◆ Stated task: Please render the records below as a JSON list of strings, one string per line, with blank lines left out.

◆ Given information:
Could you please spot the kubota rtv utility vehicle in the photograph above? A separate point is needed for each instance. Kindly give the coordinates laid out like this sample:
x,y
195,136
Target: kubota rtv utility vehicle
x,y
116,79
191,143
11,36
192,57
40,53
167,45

◆ Solution for this problem:
[
  "Could you please spot the kubota rtv utility vehicle in the photograph above? A separate point is needed for each instance. Kindly give the coordinates laid out like this sample:",
  "x,y",
  "195,136",
  "Target: kubota rtv utility vehicle",
  "x,y",
  "116,79",
  "191,143",
  "11,36",
  "192,57",
  "40,53",
  "167,45"
]